** begin EXCERPT TO READ **

The next day, as planned, Esther hosts the king and Haman at her banquet. The wine flows freely and her two guests drink up. While at the banquet of wine, the king said to Esther, “What is your request? It shall be given to you. What is your petition? Ask for as much as half the kingdom, and it shall be done!” Esther responded, “My request and my petition is this: If I have found favor in the king’s sight and if the king is inclined to grant my request and perform my petition, let the king and Haman come tomorrow to the banquet that I will prepare for them. At that time I will do as the king wishes.” (Esther 5:6-8)

Haman’s plot to hang Mordecai

When they leave the banquet, Haman is completely drunk. It is then that Haman spots Mordecai. But when Haman saw Mordecai at the king’s gate, and he did not rise or tremble in his presence, Haman was filled with rage toward Mordecai. (Esther 5:9) Haman goes home and openly vents to his wife and his friends. He boasts about his great wealth and position and how he alone was invited to Queen Esther’s private banquet with the king. Finally he expresses his complete disdain of Mordecai the Jew.

His wife and friends suggest that Haman order a gallows be built and then tell the king to hang Mordecai on it. It seemed like a good idea to Haman, so he had the gallows built. (Esther 5:14)

** end EXCERPT TO READ **
** begin MATERIAL **

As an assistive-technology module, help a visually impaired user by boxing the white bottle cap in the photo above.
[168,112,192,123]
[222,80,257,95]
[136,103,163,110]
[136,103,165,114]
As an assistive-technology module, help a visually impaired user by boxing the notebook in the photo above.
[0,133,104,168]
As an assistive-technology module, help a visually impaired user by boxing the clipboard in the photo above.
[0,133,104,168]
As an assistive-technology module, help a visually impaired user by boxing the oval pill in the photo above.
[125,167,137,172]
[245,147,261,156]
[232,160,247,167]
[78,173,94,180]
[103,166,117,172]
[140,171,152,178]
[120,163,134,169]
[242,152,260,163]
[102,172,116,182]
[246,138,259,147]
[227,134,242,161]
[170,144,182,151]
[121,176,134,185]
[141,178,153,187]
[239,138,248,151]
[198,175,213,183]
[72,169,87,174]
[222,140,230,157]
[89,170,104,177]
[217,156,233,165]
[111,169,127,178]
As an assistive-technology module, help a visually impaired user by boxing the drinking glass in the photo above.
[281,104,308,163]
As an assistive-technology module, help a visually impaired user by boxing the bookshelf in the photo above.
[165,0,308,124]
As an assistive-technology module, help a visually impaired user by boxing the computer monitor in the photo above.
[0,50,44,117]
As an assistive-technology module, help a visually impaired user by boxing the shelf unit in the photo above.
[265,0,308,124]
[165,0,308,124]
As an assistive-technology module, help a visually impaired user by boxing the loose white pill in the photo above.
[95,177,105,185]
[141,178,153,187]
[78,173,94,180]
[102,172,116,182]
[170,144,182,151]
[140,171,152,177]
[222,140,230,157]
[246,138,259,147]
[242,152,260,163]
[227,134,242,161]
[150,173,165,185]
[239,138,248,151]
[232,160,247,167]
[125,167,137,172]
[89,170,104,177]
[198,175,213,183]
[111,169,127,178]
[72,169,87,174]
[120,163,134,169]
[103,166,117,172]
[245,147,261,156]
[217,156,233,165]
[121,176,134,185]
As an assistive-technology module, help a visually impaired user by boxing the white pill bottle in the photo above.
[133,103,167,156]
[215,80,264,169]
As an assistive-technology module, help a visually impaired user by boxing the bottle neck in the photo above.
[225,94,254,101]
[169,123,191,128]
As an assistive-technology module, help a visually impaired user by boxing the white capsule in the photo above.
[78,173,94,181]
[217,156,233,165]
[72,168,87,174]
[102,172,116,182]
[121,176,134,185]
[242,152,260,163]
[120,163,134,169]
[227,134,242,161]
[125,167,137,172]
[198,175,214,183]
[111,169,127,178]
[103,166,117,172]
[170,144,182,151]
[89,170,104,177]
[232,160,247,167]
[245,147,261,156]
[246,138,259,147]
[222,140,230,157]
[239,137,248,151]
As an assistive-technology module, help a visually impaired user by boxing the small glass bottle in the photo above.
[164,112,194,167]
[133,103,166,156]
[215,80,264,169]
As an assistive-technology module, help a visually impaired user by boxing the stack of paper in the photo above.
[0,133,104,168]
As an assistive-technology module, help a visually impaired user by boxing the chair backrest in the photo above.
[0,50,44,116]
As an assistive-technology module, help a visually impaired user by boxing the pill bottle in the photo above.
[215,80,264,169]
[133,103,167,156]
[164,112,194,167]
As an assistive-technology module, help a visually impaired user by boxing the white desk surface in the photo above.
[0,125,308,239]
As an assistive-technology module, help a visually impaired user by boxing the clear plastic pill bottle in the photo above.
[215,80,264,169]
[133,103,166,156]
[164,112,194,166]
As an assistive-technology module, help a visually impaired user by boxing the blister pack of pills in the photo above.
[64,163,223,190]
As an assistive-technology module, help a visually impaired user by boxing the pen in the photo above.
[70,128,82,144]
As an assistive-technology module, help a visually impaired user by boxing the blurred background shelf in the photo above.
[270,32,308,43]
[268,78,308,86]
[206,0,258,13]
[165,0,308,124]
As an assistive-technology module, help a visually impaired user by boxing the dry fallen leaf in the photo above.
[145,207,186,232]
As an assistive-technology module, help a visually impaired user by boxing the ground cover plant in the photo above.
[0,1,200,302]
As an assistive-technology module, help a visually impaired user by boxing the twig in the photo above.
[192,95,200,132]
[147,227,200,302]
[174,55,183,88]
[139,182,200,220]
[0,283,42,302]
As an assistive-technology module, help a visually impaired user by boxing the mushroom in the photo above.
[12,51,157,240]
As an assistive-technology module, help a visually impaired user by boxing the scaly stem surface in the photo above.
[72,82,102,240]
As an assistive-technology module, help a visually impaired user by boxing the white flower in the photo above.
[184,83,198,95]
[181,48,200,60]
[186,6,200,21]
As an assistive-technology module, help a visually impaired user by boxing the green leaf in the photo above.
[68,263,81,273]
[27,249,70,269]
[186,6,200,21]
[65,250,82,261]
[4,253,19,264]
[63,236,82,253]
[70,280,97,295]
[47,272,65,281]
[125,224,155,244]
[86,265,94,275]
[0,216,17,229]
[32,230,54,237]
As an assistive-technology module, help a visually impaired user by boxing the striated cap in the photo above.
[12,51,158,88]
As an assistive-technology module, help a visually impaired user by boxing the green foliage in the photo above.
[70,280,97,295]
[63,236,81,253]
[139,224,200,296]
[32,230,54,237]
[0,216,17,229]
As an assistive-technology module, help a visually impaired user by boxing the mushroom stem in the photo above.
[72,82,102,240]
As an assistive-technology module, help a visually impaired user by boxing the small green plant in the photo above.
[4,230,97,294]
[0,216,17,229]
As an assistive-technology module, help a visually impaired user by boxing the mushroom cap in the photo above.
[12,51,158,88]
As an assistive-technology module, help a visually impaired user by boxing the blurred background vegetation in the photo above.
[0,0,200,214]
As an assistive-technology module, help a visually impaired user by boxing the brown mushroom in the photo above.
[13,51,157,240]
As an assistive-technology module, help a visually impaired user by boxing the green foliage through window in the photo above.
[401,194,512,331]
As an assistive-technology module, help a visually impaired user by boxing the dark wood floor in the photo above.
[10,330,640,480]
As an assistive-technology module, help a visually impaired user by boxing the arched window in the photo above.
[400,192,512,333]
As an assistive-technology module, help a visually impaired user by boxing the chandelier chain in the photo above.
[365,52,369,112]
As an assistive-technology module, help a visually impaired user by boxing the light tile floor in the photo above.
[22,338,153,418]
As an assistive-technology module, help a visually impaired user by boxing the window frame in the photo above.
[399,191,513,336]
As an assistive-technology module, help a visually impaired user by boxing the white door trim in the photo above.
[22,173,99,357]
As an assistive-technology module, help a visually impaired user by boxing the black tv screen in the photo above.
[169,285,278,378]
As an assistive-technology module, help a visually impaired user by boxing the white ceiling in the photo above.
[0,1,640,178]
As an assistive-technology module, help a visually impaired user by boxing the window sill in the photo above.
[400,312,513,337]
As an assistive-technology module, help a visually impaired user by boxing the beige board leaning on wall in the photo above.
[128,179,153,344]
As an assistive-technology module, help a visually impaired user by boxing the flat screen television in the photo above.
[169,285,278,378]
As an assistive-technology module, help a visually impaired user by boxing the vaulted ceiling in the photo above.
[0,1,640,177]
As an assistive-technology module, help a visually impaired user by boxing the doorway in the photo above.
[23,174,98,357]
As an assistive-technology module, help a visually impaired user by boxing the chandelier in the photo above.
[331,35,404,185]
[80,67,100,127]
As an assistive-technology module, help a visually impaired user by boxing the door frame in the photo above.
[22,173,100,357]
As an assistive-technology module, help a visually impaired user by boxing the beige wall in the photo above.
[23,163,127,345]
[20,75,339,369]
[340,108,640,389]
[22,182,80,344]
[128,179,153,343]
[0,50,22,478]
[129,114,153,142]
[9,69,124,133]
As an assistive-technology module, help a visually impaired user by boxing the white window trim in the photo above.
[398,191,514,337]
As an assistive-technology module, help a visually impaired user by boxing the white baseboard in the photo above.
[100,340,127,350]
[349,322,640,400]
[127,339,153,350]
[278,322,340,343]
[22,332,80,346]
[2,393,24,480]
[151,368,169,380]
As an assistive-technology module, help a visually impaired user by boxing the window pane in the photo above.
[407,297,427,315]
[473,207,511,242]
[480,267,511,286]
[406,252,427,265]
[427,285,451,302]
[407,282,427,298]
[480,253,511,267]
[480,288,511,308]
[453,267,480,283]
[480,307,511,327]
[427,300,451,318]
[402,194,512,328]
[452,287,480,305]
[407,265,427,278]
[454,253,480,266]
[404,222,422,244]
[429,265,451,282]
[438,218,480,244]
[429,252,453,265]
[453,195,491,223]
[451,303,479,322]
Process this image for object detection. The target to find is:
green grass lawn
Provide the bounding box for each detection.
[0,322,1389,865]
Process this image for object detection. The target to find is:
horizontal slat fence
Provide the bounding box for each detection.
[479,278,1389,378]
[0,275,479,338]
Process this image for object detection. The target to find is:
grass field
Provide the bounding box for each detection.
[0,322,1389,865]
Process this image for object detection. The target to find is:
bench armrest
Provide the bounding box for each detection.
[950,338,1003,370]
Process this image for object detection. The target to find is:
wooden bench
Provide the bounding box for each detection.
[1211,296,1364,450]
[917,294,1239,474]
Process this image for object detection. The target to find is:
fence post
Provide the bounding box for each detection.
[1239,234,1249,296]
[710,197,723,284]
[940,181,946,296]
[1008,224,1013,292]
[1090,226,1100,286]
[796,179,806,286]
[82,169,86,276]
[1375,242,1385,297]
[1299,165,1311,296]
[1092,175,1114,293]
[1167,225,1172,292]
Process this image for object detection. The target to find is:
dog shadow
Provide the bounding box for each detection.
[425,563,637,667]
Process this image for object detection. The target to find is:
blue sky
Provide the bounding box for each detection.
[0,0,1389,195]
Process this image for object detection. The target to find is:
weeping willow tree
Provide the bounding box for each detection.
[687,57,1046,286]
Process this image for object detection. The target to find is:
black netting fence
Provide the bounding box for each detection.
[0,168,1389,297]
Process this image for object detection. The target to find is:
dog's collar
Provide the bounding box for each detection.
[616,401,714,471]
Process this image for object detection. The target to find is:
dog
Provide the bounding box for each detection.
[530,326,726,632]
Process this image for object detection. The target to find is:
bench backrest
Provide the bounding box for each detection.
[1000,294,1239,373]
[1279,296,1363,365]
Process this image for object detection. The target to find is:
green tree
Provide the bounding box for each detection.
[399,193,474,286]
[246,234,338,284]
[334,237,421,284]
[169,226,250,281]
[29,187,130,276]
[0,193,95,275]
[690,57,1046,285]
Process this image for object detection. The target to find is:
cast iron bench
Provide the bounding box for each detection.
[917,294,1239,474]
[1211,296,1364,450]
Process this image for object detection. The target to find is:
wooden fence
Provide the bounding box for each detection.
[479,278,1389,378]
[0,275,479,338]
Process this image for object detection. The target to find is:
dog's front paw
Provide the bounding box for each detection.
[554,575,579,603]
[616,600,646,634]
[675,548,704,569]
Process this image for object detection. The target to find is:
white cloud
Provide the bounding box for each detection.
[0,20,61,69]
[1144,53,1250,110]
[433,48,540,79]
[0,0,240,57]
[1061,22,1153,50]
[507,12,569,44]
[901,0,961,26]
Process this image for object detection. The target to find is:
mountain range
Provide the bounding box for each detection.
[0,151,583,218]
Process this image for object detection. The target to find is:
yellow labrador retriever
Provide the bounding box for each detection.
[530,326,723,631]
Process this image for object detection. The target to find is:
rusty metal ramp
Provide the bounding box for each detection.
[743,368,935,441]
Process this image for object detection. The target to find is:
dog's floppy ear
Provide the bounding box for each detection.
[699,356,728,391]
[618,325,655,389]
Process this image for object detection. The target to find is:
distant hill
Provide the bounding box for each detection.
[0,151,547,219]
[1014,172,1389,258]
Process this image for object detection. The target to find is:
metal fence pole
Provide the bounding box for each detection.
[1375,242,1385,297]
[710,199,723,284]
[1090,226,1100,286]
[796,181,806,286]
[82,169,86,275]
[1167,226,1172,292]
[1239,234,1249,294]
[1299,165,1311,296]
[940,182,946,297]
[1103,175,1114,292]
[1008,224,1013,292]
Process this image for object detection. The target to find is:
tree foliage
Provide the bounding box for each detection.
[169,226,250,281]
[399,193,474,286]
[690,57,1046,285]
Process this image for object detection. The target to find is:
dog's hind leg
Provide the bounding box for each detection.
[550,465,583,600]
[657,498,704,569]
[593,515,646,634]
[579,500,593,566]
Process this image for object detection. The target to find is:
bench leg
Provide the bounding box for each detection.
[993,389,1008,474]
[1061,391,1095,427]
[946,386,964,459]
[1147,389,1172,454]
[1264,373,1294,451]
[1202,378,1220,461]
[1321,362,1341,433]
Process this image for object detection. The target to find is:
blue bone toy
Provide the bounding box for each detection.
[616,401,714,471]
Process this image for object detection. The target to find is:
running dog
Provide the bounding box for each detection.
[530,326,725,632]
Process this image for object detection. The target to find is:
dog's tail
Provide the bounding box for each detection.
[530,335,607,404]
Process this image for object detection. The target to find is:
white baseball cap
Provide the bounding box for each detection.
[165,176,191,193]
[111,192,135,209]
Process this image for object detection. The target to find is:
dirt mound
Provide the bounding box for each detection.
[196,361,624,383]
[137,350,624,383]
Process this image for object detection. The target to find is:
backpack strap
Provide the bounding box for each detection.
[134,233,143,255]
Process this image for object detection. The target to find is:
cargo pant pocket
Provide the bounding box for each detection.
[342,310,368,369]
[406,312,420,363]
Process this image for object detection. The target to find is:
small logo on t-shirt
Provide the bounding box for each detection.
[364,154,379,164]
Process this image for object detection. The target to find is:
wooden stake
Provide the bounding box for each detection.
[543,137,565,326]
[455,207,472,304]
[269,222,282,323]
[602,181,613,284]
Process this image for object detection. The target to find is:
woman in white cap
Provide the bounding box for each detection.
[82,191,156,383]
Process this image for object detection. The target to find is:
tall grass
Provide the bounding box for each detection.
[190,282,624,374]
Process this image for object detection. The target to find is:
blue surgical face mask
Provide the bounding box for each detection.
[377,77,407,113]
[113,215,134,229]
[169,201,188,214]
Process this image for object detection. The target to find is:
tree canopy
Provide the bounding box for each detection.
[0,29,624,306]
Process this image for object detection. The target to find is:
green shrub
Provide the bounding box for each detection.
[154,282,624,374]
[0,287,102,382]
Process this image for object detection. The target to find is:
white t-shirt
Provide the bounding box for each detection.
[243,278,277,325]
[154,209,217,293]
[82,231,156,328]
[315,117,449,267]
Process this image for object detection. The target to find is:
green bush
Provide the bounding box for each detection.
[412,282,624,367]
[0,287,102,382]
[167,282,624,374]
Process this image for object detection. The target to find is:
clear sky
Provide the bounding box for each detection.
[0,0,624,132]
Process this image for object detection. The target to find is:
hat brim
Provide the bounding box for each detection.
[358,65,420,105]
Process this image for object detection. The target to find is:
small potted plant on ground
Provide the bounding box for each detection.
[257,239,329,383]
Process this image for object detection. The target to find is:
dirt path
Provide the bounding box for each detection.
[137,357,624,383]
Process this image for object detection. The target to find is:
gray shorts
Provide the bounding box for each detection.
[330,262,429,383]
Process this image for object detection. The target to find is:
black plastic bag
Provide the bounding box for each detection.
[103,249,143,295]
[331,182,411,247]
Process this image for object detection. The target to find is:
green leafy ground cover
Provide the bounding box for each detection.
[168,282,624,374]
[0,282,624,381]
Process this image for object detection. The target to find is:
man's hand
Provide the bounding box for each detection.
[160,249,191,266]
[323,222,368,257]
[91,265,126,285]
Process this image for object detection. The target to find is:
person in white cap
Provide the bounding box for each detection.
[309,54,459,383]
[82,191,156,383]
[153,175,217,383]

** end MATERIAL **

TASK: Retype the passage above about Esther's banquet and Haman's plot from "When they leave" to "built. (Esther 5:14)", word for word.

TASK SOLUTION:
When they leave the banquet, Haman is completely drunk. It is then that Haman spots Mordecai. But when Haman saw Mordecai at the king’s gate, and he did not rise or tremble in his presence, Haman was filled with rage toward Mordecai. (Esther 5:9) Haman goes home and openly vents to his wife and his friends. He boasts about his great wealth and position and how he alone was invited to Queen Esther’s private banquet with the king. Finally he expresses his complete disdain of Mordecai the Jew.

His wife and friends suggest that Haman order a gallows be built and then tell the king to hang Mordecai on it. It seemed like a good idea to Haman, so he had the gallows built. (Esther 5:14)